Below are the entries; give again exactly the lines from the one mentioning "Q: Tag each instance of the blue" through the one mentioning "Q: Tag each instance of the thin", inclusive.

Provided records >>
BEGIN

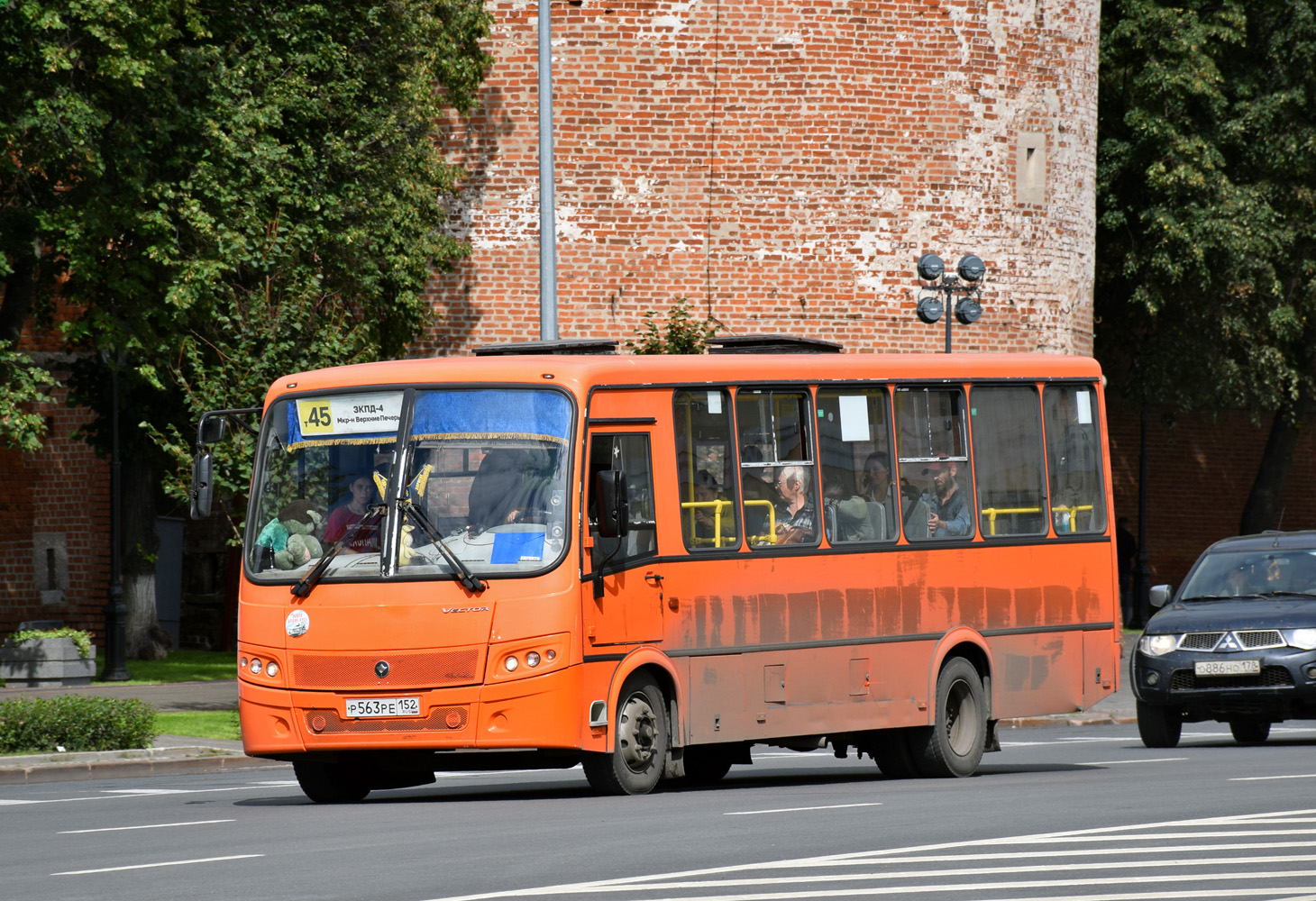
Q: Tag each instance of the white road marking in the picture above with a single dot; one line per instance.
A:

END
BEGIN

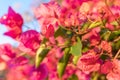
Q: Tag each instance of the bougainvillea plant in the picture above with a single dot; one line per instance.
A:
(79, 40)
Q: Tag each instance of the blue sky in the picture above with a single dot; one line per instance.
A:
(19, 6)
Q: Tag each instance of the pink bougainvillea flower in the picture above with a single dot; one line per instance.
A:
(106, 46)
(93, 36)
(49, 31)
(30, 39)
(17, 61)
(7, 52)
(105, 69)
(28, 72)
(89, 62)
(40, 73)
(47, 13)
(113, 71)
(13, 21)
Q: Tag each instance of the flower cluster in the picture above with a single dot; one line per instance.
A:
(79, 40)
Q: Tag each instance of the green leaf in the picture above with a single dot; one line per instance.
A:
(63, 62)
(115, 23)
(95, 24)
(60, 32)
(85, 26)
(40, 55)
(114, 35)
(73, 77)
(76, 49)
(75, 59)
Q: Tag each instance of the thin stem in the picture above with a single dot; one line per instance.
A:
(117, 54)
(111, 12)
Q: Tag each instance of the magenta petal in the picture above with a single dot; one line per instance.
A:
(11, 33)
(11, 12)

END

Response box >>
Q: Tag each instance of the blue sky in the picture above with a single dot; one line per instance.
A:
(19, 6)
Q: Tag each instance of the pink bougainvillea flower in the picture above with a single dot; one line per instance.
A:
(106, 46)
(93, 36)
(49, 31)
(30, 39)
(17, 61)
(7, 52)
(105, 69)
(28, 72)
(89, 62)
(40, 73)
(47, 13)
(113, 71)
(13, 21)
Q: Tag each instance of the flower cluster in the picture above with a single dot; one line per instance.
A:
(79, 40)
Q: Tag each instance of the green leaf in the picture above with a single dot; one line per instance.
A:
(63, 62)
(115, 23)
(95, 24)
(60, 32)
(85, 26)
(40, 55)
(114, 35)
(73, 77)
(76, 49)
(75, 59)
Q: Tag each instance of the thin stem in the picture above with a single dot; one line per instance.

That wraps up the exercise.